─── ÜBUNGSTEXT ───

Im Mittelpunkt steht dabei die Station Rathaus, wo im Bereich der Landesgerichtsstraße das neue Linienkreuz U2xU5 errichtet wird. Eine Großbaustelle mitten in der Stadt. Schräg unterhalb der alten U2-Station entsteht der Tunnel für die neue U2-Trasse, wenn künftig U2 und U5 die Schienen tauschen werden. Hier muss vermessungstechnisch und statisch alles passen – doch das hat es wohl nicht. Vielmehr soll den Wiener Linien ein peinlicher Vermessungs- bzw. Berechnungsfehler passiert sein, der letztlich Millionen kostete und Hauptursache für die monatelange Bauverzögerung gewesen sein soll.
Beton hebt Bahnsteige
„Man hat aus statischen Gründen viele Betoninjektionen durchführen müssen. Allerdings hat man nicht bedacht, dass sich dadurch die alten U2-Bahnsteige heben. Und dann ist das ganze Malheur passiert“, wird berichtet. Das „Malheur“ war nämlich, dass die vollautomatischen Bahnsteigtüren beim Rathaus bereits eingebaut waren – und sich dann durch den Druck von unten verzogen haben und kaputtgingen.

───

• AUFGABE 1: Schreiben Sie aus dem Text über die Baustelle am Rathaus die Passage von „Beton hebt Bahnsteige“ bis „haben und kaputtgingen.“ wortgetreu ab.
• AUFGABE 2: Was war laut dem Text über die Baustelle am Rathaus bereits eingebaut, als sich die alten U2-Bahnsteige hoben?
• AUFGABE 3: Führen Sie den Text über das Linienkreuz U2xU5 am Rathaus im Anschluss an seinen letzten Satz weiter.
Das Material hier stammt aus einer anderen Quelle.

─── ÜBUNGSMATERIAL ───

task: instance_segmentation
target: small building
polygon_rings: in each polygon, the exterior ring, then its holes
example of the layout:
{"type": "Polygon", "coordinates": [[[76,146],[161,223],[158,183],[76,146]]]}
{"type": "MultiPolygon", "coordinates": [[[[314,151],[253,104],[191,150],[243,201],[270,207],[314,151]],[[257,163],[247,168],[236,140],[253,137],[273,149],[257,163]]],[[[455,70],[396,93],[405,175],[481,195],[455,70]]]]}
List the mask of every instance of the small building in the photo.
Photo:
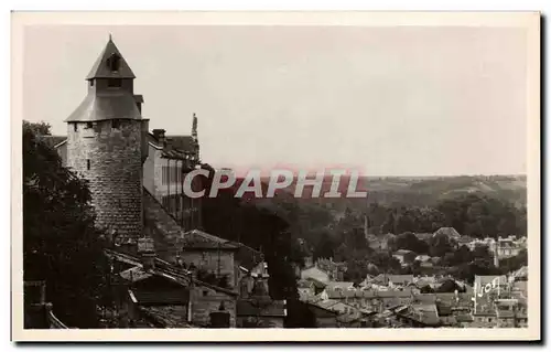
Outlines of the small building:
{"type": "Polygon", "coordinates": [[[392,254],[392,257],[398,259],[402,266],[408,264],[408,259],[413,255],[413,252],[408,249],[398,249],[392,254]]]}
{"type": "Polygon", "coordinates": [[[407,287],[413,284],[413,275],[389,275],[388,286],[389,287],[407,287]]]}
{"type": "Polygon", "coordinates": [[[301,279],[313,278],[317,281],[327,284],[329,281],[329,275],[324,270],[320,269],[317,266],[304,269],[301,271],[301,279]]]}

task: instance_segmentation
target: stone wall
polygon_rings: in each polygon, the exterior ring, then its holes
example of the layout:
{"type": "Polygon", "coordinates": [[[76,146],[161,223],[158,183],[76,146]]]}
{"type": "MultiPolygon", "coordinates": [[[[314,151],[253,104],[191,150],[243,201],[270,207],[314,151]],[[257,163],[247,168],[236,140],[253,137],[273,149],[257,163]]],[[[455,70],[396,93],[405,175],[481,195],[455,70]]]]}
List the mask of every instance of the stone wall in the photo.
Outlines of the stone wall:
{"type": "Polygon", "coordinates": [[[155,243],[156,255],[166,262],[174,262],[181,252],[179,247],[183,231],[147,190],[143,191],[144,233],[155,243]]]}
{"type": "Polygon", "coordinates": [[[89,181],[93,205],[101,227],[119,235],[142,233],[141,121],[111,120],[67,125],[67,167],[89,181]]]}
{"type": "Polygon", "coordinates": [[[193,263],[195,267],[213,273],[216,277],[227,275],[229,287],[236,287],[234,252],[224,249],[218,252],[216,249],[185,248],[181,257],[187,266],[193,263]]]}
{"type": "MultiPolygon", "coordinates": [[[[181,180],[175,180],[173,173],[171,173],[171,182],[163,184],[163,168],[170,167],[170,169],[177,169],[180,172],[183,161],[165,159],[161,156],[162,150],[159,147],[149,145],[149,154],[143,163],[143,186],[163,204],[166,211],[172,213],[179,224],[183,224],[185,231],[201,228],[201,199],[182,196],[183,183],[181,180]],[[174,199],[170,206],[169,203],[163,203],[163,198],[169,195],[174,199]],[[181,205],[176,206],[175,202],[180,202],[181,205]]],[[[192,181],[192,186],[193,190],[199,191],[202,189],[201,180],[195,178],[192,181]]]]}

───
─── ÜBUNGSMATERIAL ───

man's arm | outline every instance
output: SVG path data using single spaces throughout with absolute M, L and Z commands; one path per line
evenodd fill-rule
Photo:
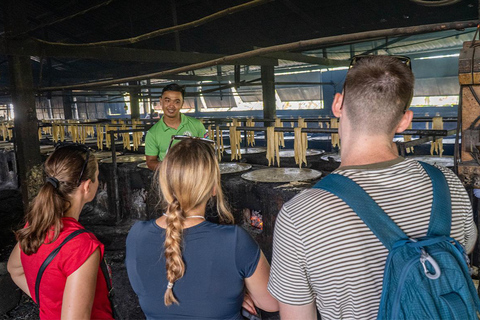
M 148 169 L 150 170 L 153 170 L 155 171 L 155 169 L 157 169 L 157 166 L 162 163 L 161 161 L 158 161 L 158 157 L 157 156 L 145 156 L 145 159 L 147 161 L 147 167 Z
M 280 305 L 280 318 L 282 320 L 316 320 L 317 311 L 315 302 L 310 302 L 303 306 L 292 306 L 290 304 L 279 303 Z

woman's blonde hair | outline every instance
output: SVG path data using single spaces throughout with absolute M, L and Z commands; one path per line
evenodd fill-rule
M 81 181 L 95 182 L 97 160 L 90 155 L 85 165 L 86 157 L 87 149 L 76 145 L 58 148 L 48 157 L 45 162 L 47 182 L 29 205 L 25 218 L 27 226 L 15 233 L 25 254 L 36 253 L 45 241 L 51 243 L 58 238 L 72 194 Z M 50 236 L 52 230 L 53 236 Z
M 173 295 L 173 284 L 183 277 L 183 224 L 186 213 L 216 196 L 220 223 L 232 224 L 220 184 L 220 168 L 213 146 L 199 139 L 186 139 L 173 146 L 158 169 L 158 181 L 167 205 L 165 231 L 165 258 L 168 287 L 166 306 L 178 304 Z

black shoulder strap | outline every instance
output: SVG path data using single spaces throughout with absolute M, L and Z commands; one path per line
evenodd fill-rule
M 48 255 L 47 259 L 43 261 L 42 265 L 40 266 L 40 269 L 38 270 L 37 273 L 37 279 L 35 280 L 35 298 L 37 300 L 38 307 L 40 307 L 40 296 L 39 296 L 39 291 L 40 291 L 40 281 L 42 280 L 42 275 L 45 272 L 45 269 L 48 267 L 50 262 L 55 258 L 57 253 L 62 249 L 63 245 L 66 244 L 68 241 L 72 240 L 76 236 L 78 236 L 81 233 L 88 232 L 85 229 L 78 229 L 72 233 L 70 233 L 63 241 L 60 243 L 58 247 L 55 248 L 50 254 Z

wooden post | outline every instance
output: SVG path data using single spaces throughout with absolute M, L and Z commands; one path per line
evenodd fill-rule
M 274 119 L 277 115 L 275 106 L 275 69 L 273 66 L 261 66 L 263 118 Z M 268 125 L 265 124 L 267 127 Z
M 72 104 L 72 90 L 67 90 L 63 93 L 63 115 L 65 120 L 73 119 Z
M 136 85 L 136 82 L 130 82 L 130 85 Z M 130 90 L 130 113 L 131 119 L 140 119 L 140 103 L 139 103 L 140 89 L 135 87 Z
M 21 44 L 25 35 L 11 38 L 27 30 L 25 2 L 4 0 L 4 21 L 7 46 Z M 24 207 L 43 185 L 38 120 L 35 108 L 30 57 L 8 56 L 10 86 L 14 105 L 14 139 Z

───

• LÖSUNG 1:
Beton hebt Bahnsteige
„Man hat aus statischen Gründen viele Betoninjektionen durchführen müssen. Allerdings hat man nicht bedacht, dass sich dadurch die alten U2-Bahnsteige heben. Und dann ist das ganze Malheur passiert“, wird berichtet. Das „Malheur“ war nämlich, dass die vollautomatischen Bahnsteigtüren beim Rathaus bereits eingebaut waren – und sich dann durch den Druck von unten verzogen haben und kaputtgingen.

• LÖSUNG 2: Die vollautomatischen Bahnsteigtüren.

• LÖSUNG 3:
Diese Bahnsteigtüren sind für den künftigen fahrerlosen Betrieb auf der U5 essenziell und die wohl größte Umstellung im U-Bahn-Betrieb überhaupt (Fahrgäste machen mit ihnen ab sofort auf dem wiedereröffneten U2-Abschnitt Bekanntschaft). Sie müssen aus Sicherheitsgründen millimetergenau sitzen.
15 von 25 Modulen mussten in der Folge ausgetauscht werden – ein extrem aufwendiges und kostspieliges Unterfangen: Denn die tonnenschweren, maßangefertigten Türen mussten in Frankreich neu bestellt und anschließend in der Fertigungshalle in Wolkersdorf zusammensetzt werden; es folgte De- und Neumontage per Kran in Wien – eine heikle Hochpräzisionsangelegenheit.
Das alles haben die Wiener Linien im Sommer auch zugegeben und die Medien sogar durch die Station Rathaus geführt: „Türprobleme behoben“, hieß es unisono. Doch als Grund für die zerstörten Bahnsteigtüren wurden lediglich „unerwartete Erdbewegungen“ genannt. „Das ist irreführend, wenn auch nicht ganz falsch: Denn die Erdbewegungen waren da, aber halt durch die Betoninjektionen selbst verursacht“, erklärt einer der Informanten.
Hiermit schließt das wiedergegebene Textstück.